Chi offre il quadro quasi completo dei risultati, all’81 per cento dei voti, pari a 24.532 schede sul totale di 30.026, è l’opposizione. Dichiara che il suo candidato ha vinto con il 67 per cento dei consensi e Maduro ha raccolto il 30. Pubblica tutto il materiale nel dettaglio su un sito dove si aprono, stato per stato, seggio per seggio, le percentuali di partecipazione e i relativi risultati. «E’ stata questa la mossa vincente della Piattaforma Unitaria», dice la fonte di Caracas: «Ha spiazzato gli avversari che in forte difficoltà si sono affrettati ad annunciare una vittoria che sapevano essere falsa. Maduro si è proclamato presidente per la terza volta consecutiva e lo ha detto con un tono di sfida al mondo intero. Quando la gente si è ribellata, è scesa in piazza, ha cominciato a battere i mestoli sulle pentole nei classici cacerolazos, ha rifiutato un risultato che appariva assurdo, una frode sfrontata, allora il regime ha cambiato narrativa. Ha iniziato a parlare di trama golpista, di forze oscure che tentavano di aggredire la rivoluzione bolivariana, ha chiamato a raccolta la sua base per respingere l’assalto».

 

Ci sono stati violenti scontri con la polizia e i corpi speciali. In quattro giorni di sommossa, tra saccheggi, auto date alle fiamme, palazzi assaltati, sono morte almeno 24 persone, la maggior parte minorenni e un funzionario delle Fab, le Forze armate bolivariane. Una cinquantina i feriti, quasi mille gli arrestati che sono saliti a 2.229 il 7 agosto scorso. «È chiaro che in mezzo alle proteste c’erano anche i giovani e giovanissimi che avevano voglia solo di fare casino», ammette il nostro interlocutore: «Stavano vivendo il loro momento, quando era toccato a noi scendere in piazza erano appena nati. Ma ho visto con i miei occhi qualcosa che accadeva per la prima volta. Moltissimi chavisti, gente legata al Comandante e critica con Maduro, si sono uniti alle manifestazioni. Nelle città e Stati dove il regime ha sempre dominato, considerati suoi feudi storici, tutto il popolo partecipava alla protesta. Proprio in questi centri sono state abbattute le cinque statue del padre della Rivoluzione come segno di rifiuto e delusione. Maduro veniva contestato perché aveva tradito, con il suo atteggiamento e le sue scelte, i valori di chi lo aveva nominato suo successore».

- - -

Esercizio assegnato 1:
Rispondi a queste domande sul brano riguardante il voto e le proteste contro Maduro:
(a) Con quale percentuale di consensi, secondo l'opposizione, ha vinto il suo candidato?
(b) Quante persone sono morte, almeno, nei quattro giorni di sommossa?
(c) A quanti sono saliti gli arrestati il 7 agosto scorso?
Esercizio assegnato 2: Prosegui il brano sul voto e le proteste contro Maduro, riprendendo dopo la sua ultima frase.

(Materiale di puntamento)
- - -

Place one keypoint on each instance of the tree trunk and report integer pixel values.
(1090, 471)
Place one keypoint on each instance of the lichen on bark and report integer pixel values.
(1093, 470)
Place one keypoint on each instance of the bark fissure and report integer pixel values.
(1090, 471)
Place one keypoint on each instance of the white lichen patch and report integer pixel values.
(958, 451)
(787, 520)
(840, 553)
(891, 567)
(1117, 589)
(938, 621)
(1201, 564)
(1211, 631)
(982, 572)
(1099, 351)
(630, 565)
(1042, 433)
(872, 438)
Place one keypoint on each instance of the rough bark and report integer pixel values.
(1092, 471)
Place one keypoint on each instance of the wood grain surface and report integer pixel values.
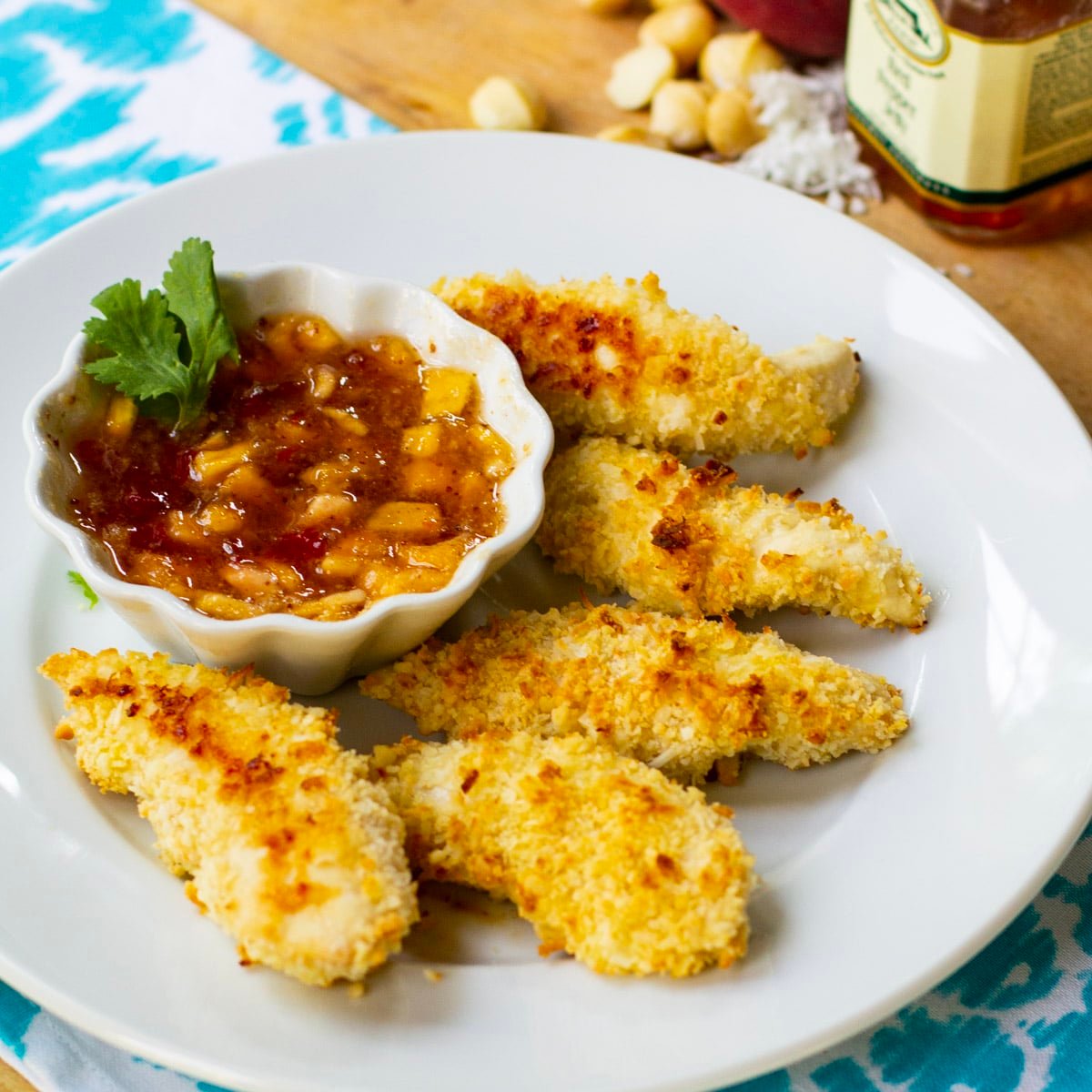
(10, 1081)
(415, 63)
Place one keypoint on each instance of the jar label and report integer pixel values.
(966, 119)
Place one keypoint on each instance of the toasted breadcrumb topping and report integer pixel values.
(680, 693)
(289, 847)
(616, 359)
(609, 860)
(692, 541)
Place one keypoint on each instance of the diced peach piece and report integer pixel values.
(474, 490)
(443, 555)
(184, 528)
(281, 337)
(336, 605)
(287, 576)
(408, 519)
(447, 391)
(326, 507)
(120, 418)
(251, 580)
(246, 484)
(323, 381)
(331, 476)
(216, 440)
(221, 519)
(224, 606)
(421, 478)
(316, 334)
(341, 566)
(496, 450)
(423, 440)
(211, 467)
(290, 431)
(349, 421)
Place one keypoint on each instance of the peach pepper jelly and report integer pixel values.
(982, 109)
(322, 476)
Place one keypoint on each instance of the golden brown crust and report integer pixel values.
(675, 693)
(292, 851)
(615, 359)
(607, 858)
(692, 541)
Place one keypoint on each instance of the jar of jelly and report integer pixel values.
(981, 108)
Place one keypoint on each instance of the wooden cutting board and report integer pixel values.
(415, 63)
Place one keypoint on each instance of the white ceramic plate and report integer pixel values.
(880, 874)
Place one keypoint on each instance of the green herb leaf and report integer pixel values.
(194, 298)
(88, 593)
(165, 348)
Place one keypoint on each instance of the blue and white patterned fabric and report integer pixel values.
(98, 102)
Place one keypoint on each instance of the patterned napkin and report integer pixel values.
(102, 99)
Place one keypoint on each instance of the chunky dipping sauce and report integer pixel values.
(321, 478)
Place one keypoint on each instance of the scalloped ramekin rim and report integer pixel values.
(532, 450)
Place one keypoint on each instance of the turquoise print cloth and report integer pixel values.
(102, 99)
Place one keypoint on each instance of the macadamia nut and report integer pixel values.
(683, 30)
(678, 114)
(636, 76)
(731, 126)
(503, 103)
(730, 60)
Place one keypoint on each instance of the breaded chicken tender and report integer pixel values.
(675, 693)
(292, 850)
(629, 872)
(692, 541)
(616, 359)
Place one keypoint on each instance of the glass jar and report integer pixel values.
(982, 109)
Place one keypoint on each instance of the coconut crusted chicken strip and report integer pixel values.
(675, 693)
(692, 541)
(629, 872)
(292, 850)
(615, 359)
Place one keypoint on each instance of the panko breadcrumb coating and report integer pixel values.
(290, 849)
(615, 359)
(675, 693)
(692, 541)
(609, 860)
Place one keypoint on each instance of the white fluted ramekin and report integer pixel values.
(306, 655)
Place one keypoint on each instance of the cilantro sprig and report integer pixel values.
(88, 593)
(164, 345)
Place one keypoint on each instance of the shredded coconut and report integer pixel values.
(809, 147)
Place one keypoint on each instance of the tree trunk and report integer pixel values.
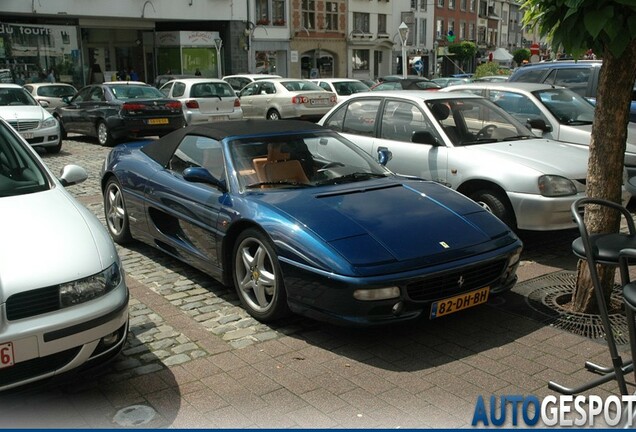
(605, 164)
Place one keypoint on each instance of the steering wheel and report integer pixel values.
(330, 165)
(486, 131)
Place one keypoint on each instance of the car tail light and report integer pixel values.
(189, 104)
(129, 106)
(298, 100)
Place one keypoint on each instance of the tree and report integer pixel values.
(520, 55)
(608, 27)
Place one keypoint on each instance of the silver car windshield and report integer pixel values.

- - -

Risultato atteso 1:
(a) Con il 67 per cento dei consensi.
(b) Almeno 24 persone.
(c) A 2.229.

Risultato atteso 2:
 

Persino i soldati, la truppa, si sono limitati a vigilare senza intervenire. «Spesso – aggiunge chi ci parla – sono stati loro a consegnarci il materiale degli uffici elettorali che i funzionari governativi negavano, sebbene lo preveda la legge. Ci avevano avvertito di venire presto ai seggi perché sapevano che gli scrutatori sorteggiati e i rappresentanti della lista governativa sarebbero arrivati prima dell’apertura. Chi coordinavo è andato la notte di venerdì, si è piazzato davanti alle scuole e gli uffici destinati alla votazione. È stata una sorpresa per gli altri che pensavano di essere soli».

 

La leader dell’opposizione Maria Corina Machado e il candidato presidente Edmundo Gonzalez Urrutia

 

Il clima si è fatto pesante. Per tutto il giorno ci sono state continue difficoltà e contrasti tra i “testimoni” dell’opposizione, organizzati in comanditos e quelli del partito di maggioranza. Alla fine, non tutti i presidenti di seggio hanno voluto consegnare il materiale cartaceo che la Piattaforma Unitaria aveva dato ordine di recuperare, anche solo fotografare, in vista di una verifica che si è poi resa necessaria. «Sono stati alcuni funzionari del governo e spesso anche i soldati a fornire le prove cartacee», conferma la fonte: «Erano a disagio, sapevano che l’opposizione aveva diritto a quel materiale. Era un modo di rispettare la volontà popolare. Le prove cartacee avrebbero difeso il voto».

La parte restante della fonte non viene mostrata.